Set task — Please write out, as a numbered list with no blank lines, only the lines starting with the line containing "Robot grasping planner: I need to pick up the lantern" and going on through the line containing "9, 568, 48, 649", both included.

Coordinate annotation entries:

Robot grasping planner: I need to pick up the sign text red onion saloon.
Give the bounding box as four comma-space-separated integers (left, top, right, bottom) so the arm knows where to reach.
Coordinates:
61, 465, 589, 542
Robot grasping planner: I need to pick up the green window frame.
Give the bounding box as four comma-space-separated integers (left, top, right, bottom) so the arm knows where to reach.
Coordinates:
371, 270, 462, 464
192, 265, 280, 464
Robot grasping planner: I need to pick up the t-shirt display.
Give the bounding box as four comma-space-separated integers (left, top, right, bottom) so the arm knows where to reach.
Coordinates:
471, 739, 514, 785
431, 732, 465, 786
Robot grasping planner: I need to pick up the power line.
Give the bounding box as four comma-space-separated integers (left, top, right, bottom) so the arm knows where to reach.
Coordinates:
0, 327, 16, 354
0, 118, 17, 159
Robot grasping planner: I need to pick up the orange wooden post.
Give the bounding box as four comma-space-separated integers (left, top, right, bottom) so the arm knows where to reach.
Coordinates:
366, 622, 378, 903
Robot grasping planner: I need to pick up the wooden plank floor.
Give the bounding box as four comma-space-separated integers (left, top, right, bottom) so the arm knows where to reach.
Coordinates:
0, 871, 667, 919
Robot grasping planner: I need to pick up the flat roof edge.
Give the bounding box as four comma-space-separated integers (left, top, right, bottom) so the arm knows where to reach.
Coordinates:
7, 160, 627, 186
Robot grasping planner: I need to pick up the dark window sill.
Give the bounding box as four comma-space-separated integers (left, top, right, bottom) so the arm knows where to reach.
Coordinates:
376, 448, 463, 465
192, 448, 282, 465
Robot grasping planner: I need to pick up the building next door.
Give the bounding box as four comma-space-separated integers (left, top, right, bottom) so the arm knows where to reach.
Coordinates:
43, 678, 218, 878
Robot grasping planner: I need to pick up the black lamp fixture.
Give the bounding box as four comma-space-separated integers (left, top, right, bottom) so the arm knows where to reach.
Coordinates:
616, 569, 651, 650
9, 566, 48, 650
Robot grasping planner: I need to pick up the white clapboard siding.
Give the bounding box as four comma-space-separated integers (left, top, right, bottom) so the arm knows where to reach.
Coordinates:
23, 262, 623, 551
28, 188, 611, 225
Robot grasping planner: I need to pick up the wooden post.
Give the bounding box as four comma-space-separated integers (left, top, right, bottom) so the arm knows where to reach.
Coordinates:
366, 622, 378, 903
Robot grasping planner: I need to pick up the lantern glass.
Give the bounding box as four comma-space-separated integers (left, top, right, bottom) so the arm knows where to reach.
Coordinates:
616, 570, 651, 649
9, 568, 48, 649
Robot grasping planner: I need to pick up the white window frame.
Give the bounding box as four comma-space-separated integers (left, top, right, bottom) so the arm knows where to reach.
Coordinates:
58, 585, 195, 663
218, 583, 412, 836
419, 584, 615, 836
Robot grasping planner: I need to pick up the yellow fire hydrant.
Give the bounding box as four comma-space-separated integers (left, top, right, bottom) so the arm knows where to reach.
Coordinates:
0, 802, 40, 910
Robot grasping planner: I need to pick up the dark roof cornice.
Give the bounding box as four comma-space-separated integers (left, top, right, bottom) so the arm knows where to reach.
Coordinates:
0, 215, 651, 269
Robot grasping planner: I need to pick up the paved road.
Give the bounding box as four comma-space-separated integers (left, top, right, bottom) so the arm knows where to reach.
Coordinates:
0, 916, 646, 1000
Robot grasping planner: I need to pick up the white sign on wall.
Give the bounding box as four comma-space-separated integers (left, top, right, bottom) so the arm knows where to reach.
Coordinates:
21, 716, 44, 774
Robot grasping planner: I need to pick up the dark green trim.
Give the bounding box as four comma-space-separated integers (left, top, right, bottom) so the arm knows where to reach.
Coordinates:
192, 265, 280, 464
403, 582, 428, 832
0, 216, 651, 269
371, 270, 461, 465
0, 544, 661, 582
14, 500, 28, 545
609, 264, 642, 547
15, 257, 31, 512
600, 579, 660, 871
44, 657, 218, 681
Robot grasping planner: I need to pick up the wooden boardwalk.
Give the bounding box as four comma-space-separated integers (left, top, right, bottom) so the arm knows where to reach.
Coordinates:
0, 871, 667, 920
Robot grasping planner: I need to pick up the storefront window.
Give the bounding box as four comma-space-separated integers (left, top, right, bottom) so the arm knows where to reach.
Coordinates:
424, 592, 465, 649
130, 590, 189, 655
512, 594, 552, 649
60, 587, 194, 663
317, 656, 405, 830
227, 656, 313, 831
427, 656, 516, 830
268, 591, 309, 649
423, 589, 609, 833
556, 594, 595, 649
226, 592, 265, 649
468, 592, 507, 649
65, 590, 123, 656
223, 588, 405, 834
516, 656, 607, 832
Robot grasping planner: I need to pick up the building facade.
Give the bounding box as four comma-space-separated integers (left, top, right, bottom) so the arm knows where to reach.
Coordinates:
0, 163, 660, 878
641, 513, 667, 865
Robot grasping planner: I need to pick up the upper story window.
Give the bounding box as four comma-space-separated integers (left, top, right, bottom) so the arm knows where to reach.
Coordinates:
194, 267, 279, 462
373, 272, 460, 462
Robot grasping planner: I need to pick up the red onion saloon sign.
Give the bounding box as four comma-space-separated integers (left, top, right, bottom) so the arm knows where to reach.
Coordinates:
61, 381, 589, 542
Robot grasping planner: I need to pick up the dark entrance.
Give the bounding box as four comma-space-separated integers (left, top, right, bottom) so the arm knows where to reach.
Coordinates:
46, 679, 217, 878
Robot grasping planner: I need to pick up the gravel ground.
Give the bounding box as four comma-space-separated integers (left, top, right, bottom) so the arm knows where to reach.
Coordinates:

Finished exercise —
1. Robot grasping planner: I need to pick up the lantern glass.
2. Give the bounding box as four comma-space-separated integers (left, top, right, bottom) so the arm knows where to reach.
3. Coordinates:
4. 616, 570, 651, 649
5. 9, 568, 48, 649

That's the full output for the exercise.